*Data to use*.
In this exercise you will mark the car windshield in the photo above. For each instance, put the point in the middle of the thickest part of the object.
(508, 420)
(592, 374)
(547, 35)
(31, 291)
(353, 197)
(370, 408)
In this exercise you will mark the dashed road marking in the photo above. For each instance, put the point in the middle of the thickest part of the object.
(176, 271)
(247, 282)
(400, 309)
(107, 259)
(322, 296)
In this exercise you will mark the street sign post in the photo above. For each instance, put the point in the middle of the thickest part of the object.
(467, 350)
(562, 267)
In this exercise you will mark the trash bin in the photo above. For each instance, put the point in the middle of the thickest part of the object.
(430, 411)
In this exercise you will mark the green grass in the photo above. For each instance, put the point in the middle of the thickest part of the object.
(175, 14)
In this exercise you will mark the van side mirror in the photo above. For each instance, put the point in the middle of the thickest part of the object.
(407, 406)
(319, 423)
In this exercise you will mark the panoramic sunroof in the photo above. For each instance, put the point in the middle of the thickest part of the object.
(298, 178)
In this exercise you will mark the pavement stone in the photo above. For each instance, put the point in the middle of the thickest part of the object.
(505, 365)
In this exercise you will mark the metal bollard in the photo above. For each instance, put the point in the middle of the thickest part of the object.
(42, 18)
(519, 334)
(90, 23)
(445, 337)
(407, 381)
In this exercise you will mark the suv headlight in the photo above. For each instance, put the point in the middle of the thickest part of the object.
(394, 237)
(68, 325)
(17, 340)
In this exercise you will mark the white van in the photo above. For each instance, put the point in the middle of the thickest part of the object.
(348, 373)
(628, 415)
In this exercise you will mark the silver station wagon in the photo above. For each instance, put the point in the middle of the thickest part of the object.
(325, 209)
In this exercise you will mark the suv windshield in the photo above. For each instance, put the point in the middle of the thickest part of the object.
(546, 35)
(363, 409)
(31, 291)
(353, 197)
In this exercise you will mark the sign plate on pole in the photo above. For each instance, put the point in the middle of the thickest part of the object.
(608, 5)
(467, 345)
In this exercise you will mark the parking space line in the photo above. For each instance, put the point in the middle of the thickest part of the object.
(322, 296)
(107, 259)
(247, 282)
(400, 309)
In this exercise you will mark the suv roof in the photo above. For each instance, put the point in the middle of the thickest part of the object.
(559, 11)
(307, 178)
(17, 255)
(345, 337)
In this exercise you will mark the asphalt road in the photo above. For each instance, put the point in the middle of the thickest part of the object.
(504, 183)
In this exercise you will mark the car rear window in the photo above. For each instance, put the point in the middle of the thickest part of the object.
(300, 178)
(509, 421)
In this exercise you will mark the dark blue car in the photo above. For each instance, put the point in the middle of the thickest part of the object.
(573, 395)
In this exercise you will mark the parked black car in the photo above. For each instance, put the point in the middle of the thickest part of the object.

*Work to be completed*. Give the records again, from the line holding "In this exercise you will mark the white" through the end of the records, inclusive, replacing "thickest" with "widest" and leaving everything else unchanged.

*Result of this exercise*.
In this exercise you will mark the white van in the photo above. For each instance, put the point in the middle of the widest part of the object.
(348, 373)
(628, 415)
In this exercise you will mark the silver station wagon in the photo above. For each instance, put the point in the middle of the widest part of the object.
(325, 209)
In this exercise you will mark the suv windshield in the photo above. For each instance, put the point in the middle of the widest part of the object.
(546, 35)
(363, 409)
(31, 291)
(353, 197)
In this exercise you will mark the sign plate on pole in the photo above. For each instance, put the point in the middle of the widest part of the object.
(608, 5)
(467, 345)
In this exercise you will mark the parking space line in the photo above. For each instance, put the point in the middle of the widest part of the object.
(322, 296)
(107, 259)
(247, 282)
(400, 309)
In this exercise you will mark the suv roof in the photo above. For each instance, put the point in the middle of the widest part of the object.
(559, 11)
(307, 178)
(17, 255)
(345, 337)
In this exercise you will mark the asphalt road in the photo above. For each instance, put the point in the middle of the widest part of the object.
(504, 183)
In this exercise you will mark the car rear window in the photo above. For each instance, put the point in the middle of the widest part of the object.
(300, 178)
(509, 421)
In this exercise you will mark the dark blue car in the photo above. For each instance, put the point in the middle of the widest part of the object.
(573, 395)
In this exercise you will mark the parked black car in the photo above. For each instance, put the point in the middle of the widest part of the object.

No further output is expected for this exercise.